-- TUGAS A --
Salin persis bagian artikel tentang protes pembangunan jalan di Gunung Cikuray, mulai dari "KABARIKU – Pembangunan" sampai dengan "pembukaan jalan tersebut.".

-- TEKS SUMBER --
Pembangunan Jalan di Gunung Cikuray Menuai Protes

KABARIKU – Pembangunan jalan antara Cilawu-Banjarwangi yang melintasi Gunung Cikuray di Kabupaten Garut, menuai banyak protes.

Bahkan, Koordinator Umum Konsorsium Penyelamatan Cikuray, Aa Usep Ebit Mulyana menyerukan aksi ke gedung DPRD Garut untuk merespon pembukaan jalan tersebut.

“Aksi rencananya akan dilakukan pada Selasa 3 Maret 2020.Titik kumpul di DPRD Garut,” katanya, Sabtu (29/2/2020)

Ebiet mengatakan, selain melabrak banyak peraturan, banyak alasan mendasar mengapa pembangunan jalan poros antar Cilawu dan Banjarwangi yang melintasi dan menggerus Gunung Cikuray harus ditolak. Di antaranya:

Pertama, berada di daerah tangkapan air/hulu sungai DAS Cikaengan dan DAS Ciwulan. DAS Cikaengan mengalir melewati Kacamatan Banjarwangi, Kecamatan Singajaya, Kecamatan Peundeuy dan Kecamatan Cibalong. Sungai ini menjadi sumber air bagi areal pesawahan, perikanan dan untuk kebutuhan air bersih masyarakat,” katanya.

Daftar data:
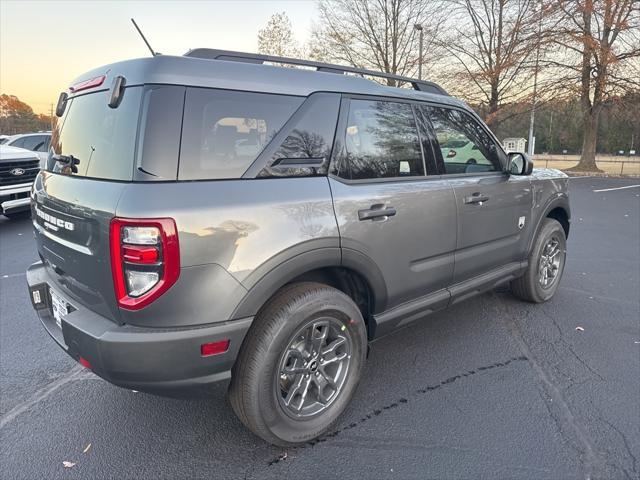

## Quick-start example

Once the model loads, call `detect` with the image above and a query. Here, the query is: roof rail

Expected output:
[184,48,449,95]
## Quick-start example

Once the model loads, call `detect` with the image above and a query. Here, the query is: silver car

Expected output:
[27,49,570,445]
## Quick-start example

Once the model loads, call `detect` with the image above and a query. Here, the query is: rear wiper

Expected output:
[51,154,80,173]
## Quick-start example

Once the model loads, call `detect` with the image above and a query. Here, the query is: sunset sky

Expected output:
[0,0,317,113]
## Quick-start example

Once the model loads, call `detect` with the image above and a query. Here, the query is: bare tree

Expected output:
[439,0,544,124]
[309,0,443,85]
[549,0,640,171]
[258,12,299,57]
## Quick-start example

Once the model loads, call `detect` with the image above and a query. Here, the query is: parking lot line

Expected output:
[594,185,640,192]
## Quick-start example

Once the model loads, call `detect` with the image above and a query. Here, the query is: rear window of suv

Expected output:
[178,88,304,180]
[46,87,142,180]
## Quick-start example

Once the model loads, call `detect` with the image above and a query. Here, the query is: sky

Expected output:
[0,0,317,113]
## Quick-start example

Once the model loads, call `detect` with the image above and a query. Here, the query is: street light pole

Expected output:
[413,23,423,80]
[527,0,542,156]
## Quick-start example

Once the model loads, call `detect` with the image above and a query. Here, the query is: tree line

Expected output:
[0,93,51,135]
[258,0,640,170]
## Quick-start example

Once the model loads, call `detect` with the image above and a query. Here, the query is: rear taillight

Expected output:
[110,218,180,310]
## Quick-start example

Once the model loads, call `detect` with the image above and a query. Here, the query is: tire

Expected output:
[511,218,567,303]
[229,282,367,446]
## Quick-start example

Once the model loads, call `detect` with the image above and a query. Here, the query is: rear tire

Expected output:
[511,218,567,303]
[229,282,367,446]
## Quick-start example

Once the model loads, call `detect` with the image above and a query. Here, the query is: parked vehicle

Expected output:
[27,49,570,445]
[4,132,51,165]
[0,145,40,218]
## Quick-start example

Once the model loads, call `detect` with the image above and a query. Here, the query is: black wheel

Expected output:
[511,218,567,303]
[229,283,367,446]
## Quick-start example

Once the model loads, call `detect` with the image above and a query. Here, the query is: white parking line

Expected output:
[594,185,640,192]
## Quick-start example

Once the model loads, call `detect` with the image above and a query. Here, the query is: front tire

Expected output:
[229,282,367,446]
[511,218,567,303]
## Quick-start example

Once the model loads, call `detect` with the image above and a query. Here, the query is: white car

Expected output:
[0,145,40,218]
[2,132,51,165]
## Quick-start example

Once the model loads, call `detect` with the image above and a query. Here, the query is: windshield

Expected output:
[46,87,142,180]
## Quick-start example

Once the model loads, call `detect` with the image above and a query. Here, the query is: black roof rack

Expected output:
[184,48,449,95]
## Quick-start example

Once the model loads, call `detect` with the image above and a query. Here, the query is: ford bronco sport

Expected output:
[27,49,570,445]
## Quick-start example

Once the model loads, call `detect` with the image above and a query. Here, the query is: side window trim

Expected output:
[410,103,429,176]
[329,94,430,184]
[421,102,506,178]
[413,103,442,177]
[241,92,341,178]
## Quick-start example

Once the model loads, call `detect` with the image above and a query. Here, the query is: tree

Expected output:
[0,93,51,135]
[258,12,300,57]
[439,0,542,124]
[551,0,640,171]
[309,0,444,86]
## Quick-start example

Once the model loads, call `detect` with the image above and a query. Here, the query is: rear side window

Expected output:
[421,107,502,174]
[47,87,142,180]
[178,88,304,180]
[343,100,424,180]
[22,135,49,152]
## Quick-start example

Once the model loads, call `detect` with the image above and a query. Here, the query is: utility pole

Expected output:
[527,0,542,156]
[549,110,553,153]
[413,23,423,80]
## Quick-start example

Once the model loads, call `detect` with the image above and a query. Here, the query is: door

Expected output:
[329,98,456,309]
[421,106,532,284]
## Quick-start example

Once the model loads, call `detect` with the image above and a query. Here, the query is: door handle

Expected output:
---
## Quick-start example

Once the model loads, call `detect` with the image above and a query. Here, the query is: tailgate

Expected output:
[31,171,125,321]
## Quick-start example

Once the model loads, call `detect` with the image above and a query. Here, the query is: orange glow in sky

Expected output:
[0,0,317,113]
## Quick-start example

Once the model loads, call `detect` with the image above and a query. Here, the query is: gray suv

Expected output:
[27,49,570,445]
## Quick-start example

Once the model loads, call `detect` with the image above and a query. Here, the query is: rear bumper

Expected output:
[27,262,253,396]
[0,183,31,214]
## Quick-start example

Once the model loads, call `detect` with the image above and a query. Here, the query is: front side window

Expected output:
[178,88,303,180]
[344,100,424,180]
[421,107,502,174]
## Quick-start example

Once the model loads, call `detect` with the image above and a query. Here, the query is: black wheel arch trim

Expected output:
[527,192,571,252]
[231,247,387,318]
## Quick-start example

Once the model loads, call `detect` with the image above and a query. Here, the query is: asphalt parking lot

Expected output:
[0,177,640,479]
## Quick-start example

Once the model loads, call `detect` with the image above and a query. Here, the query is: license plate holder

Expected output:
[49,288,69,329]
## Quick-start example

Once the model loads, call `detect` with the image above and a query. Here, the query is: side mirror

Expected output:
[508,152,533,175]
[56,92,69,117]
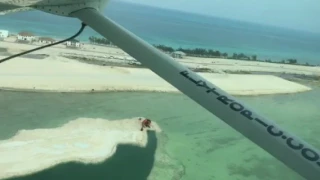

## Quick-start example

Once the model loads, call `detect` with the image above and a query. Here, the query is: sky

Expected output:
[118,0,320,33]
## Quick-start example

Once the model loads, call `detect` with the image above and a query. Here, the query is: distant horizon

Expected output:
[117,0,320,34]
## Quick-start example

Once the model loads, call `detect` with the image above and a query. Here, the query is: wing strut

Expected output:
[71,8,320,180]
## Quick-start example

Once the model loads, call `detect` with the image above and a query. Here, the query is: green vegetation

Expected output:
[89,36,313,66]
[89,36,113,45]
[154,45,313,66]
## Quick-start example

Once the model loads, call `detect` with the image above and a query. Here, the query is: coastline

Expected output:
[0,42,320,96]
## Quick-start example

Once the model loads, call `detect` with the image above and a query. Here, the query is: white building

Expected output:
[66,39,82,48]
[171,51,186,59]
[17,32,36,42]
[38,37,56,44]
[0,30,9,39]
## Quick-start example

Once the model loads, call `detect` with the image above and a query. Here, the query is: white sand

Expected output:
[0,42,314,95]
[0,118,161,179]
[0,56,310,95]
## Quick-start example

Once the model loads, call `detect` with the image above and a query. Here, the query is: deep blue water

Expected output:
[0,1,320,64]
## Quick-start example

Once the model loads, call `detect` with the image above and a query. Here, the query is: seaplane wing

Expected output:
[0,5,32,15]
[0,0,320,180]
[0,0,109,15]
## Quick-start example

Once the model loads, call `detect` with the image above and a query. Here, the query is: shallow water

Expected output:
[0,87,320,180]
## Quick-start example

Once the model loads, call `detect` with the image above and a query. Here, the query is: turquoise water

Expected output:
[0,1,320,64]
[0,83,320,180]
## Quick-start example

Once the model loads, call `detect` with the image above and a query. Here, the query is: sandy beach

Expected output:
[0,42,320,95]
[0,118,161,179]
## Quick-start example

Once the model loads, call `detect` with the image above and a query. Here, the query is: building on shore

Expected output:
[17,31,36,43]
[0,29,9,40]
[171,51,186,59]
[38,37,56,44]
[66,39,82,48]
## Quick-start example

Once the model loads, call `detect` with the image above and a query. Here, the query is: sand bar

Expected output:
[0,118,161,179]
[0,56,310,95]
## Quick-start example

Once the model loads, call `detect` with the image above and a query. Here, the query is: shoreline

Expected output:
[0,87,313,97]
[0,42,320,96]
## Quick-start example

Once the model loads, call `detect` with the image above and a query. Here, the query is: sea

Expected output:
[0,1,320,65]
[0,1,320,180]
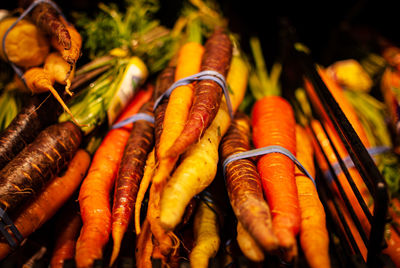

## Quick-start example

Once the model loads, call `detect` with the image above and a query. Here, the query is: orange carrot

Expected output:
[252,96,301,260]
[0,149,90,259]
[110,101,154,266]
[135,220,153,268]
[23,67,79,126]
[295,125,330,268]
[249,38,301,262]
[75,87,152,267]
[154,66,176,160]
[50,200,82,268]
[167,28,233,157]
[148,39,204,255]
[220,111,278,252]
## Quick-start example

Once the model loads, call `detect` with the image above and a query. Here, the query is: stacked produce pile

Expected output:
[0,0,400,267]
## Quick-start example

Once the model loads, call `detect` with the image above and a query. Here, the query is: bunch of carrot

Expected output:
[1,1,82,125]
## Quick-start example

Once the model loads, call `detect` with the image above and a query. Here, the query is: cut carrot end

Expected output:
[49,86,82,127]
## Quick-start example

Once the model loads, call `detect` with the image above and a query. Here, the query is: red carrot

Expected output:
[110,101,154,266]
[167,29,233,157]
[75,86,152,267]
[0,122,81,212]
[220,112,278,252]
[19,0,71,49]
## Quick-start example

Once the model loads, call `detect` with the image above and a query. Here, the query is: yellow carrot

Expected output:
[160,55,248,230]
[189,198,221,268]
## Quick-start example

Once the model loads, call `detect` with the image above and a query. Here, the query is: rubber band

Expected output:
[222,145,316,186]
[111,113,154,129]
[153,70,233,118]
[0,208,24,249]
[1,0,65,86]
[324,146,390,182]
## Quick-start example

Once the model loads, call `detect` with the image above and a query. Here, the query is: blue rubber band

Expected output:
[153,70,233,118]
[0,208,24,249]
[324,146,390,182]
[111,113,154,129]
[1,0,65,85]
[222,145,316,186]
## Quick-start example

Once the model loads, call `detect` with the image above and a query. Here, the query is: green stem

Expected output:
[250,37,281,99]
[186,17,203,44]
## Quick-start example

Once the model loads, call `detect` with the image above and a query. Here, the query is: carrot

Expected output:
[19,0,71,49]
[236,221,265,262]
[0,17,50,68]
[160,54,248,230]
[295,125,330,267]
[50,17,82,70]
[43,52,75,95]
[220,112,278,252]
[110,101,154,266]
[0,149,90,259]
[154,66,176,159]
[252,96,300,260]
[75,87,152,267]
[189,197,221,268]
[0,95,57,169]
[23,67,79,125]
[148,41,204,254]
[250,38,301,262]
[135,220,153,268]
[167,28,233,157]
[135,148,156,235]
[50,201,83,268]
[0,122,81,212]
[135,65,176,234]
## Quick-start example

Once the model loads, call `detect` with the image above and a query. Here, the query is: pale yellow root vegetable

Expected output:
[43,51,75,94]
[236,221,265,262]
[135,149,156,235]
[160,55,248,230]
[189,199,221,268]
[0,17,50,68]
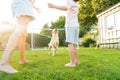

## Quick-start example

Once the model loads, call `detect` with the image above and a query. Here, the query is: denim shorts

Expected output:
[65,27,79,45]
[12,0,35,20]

-- TUGAS B --
Tampilkan setiap baris data yang memuat kata "roof", dengan membedakan huruf besar dan kecil.

-- JAWABAN TUGAS A --
KABARIKU – Pembangunan jalan antara Cilawu-Banjarwangi yang melintasi Gunung Cikuray di Kabupaten Garut, menuai banyak protes.

Bahkan, Koordinator Umum Konsorsium Penyelamatan Cikuray, Aa Usep Ebit Mulyana menyerukan aksi ke gedung DPRD Garut untuk merespon pembukaan jalan tersebut.

-- JAWABAN TUGAS B --
Once the model loads, call `detect` with the image above and a query. Here, the query is: roof rail
Once the model loads, call `detect` with the image above and a query. Here, the query is: black roof rack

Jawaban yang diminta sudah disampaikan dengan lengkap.